- _Stated exercise_
Select each line in the items below that contains the word "window" and copy those lines. Match case.

- _Given data_
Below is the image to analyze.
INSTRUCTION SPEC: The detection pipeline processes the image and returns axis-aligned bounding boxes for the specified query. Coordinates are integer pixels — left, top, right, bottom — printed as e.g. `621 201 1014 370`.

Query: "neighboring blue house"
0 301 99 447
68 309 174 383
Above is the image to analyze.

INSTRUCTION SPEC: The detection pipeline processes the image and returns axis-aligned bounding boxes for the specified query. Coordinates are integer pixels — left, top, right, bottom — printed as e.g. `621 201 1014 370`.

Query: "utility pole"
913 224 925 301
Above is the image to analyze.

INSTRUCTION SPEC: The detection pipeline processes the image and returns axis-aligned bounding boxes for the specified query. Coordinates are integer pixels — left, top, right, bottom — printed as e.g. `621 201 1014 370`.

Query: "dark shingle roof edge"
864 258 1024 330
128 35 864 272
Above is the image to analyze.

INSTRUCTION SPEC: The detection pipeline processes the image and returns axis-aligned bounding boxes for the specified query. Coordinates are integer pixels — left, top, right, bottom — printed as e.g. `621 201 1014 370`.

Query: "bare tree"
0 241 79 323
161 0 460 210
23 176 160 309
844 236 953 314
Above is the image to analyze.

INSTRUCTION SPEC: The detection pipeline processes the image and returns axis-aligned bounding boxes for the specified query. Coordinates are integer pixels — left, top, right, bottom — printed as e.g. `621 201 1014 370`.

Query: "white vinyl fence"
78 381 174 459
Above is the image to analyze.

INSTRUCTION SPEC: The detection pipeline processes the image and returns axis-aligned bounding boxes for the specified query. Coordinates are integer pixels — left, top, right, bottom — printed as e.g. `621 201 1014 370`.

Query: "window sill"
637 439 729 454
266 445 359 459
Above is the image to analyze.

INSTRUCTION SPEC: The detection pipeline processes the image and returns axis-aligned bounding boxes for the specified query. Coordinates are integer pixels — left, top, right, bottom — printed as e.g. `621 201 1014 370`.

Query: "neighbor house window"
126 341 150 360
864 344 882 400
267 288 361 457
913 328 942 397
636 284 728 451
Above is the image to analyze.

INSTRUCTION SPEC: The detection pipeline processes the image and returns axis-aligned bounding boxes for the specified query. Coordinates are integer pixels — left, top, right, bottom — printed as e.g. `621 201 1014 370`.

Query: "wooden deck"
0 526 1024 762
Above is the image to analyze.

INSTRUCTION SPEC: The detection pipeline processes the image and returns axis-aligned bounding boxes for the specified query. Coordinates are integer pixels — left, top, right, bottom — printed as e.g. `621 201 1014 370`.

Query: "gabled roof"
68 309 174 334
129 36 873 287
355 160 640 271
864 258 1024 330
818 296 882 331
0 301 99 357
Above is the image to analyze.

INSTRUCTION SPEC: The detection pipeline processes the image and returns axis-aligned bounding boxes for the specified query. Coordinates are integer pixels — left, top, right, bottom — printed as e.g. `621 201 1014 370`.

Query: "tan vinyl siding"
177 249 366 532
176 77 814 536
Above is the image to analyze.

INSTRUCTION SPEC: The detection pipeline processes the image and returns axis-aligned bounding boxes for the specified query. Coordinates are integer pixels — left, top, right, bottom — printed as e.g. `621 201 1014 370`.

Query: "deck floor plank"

- _Complete response_
Query: "window sill"
Query: "neighbor house window"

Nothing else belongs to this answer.